◆ TASK TO CARRY OUT ◆
Your task is to return all the entries below exactly, with every picture omitted.

——————

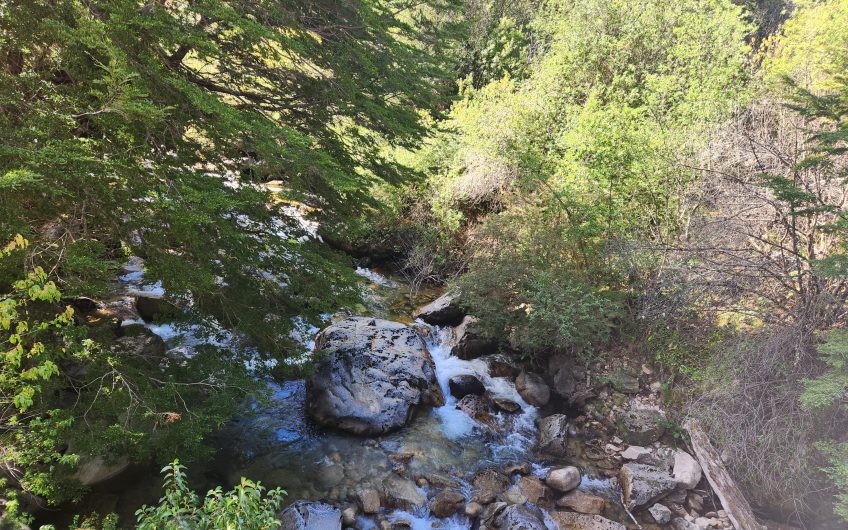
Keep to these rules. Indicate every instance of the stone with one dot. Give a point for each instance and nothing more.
(564, 479)
(582, 502)
(372, 376)
(581, 521)
(401, 493)
(506, 405)
(635, 452)
(443, 311)
(519, 517)
(642, 484)
(369, 500)
(467, 343)
(464, 385)
(553, 435)
(477, 408)
(473, 510)
(687, 470)
(641, 426)
(660, 513)
(533, 389)
(307, 515)
(349, 516)
(447, 503)
(533, 489)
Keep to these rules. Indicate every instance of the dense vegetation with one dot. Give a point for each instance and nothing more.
(670, 176)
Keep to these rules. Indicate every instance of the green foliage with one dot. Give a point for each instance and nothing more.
(248, 506)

——————

◆ WRITTEN REPLY ◆
Keep to these rules. Indicate every instance of the stone with one dot. Give a point for each instance and nothing more.
(564, 479)
(582, 502)
(372, 376)
(581, 521)
(401, 493)
(506, 405)
(635, 452)
(443, 311)
(519, 517)
(642, 484)
(369, 500)
(467, 343)
(464, 385)
(553, 435)
(477, 408)
(473, 510)
(687, 470)
(641, 426)
(660, 513)
(533, 389)
(307, 515)
(349, 516)
(447, 503)
(533, 489)
Keep to these rules. Indicate every instance of the dense vegetation with one dot. Give a point for each instance and nothing more.
(670, 176)
Keep to these rules. Indicate every instance of the green foliage with one dot. Give a point for each instance and nothing more.
(248, 506)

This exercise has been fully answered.